Annual General Meeting of Swedish Match AB (publ)
The shareholders of Swedish Match AB are called to the Annual General Meeting on Monday, April 26, 2004, at 4:30 p.m. (CET) at the Stockholm International Trade Fairs’ facility in Älvsjö (“Stockholmsmässan”).
The Board of Directors proposes a dividend of SEK 1.70 per share. The Board also proposes that the current mandate to repurchase up to 10 percent of all shares in the company is prolonged. In addition the Board proposes a reduction in the Company’s share capital by SEK 36,000,000 through withdrawal of 15,000,000 shares. The shares, which are proposed to be withdrawn, have been repurchased by the Company.
The Nomination Committee proposes the re-election of Bernt Magnusson (Chairman), Jan Blomberg, Tuve Johannesson, Arne Jurbrant and Meg Tivéus and election of Karsten Slotte. Klaus Unger has declined re-election.
By the notice of the meeting it is also announced that proposition will be put forward to re-elect Bernt Magnusson, Björn Franzon, Staffan Grefbäck and Marianne Nilsson as members of the Nomination Committee.

(Records pointing to named objects)

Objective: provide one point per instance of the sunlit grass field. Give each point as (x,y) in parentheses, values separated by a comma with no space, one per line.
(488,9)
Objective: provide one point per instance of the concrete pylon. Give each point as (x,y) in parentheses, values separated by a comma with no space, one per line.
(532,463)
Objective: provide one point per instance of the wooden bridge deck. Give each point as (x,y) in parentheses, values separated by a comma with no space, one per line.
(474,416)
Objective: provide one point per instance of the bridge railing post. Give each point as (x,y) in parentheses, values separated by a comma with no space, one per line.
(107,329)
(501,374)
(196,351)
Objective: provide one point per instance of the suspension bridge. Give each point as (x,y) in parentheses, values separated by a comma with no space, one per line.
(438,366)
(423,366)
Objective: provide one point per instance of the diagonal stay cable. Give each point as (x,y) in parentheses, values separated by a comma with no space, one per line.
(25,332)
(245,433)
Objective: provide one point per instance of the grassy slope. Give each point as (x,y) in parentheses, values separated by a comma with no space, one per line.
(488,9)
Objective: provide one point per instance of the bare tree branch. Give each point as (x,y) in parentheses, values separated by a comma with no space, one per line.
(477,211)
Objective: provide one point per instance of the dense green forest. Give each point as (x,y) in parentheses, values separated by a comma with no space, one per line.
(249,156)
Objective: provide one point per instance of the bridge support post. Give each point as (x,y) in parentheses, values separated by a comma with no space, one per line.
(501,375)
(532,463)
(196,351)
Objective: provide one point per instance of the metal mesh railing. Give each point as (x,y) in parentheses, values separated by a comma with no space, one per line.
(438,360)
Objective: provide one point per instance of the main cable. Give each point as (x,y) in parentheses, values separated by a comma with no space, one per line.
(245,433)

SET TASK:
Retype, word for word, the part of the Swedish Match meeting notice that opens with the words containing "The Nomination Committee proposes" and closes with "the Nomination Committee.".

SOLUTION FOR THIS TASK:
The Nomination Committee proposes the re-election of Bernt Magnusson (Chairman), Jan Blomberg, Tuve Johannesson, Arne Jurbrant and Meg Tivéus and election of Karsten Slotte. Klaus Unger has declined re-election.
By the notice of the meeting it is also announced that proposition will be put forward to re-elect Bernt Magnusson, Björn Franzon, Staffan Grefbäck and Marianne Nilsson as members of the Nomination Committee.